How many times will Masterpiece Cakeshop owner Jack Phillips get sued over his right to choose what messages he will promote? Whatever number you guessed, add one to it. Phillips found himself back in court yesterday after refusing to make a transgender-themed cake, requested on the same day that the Supreme Court granted cert in his previous legal fight over cake-baking (via Citizen Free Press and the Daily Wire):
A Colorado baker who won a partial victory at the U.S. Supreme Court in 2018 for refusing to make a wedding cake for a same-sex couple went on trial Monday in yet another lawsuit, this one involving a birthday cake for a transgender woman. Autumn Scardina attempted to order the birthday cake on the same day in 2017 that the high court announced it would hear baker Jack Phillips’ appeal in the wedding cake case.
Scardina, an attorney, requested a cake that was blue on the outside and pink on the inside in honor of her gender transition.

[RECORDS]
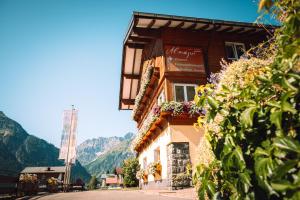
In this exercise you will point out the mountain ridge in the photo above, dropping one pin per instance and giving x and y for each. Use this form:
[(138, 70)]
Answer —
[(18, 150), (102, 154)]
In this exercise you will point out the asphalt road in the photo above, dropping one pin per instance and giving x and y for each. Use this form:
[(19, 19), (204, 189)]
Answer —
[(109, 195)]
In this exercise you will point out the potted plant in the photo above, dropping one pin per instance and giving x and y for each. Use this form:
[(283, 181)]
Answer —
[(142, 174), (52, 184), (28, 184), (154, 168)]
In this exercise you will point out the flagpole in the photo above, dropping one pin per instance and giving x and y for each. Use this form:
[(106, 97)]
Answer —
[(68, 168)]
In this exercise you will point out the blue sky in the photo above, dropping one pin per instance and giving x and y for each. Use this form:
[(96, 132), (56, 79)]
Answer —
[(55, 53)]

[DESCRIPTION OF THE TASK]
According to the passage on the Masterpiece Cakeshop lawsuits, why was the birthday cake Autumn Scardina requested to be blue on the outside and pink on the inside? Answer in one to three sentences. The records play no part in what comes next.

[WRITTEN REPLY]
Scardina asked for those colors in honor of her gender transition. The cake was a birthday cake for a transgender woman, and the blue outside with the pink inside marked that transition.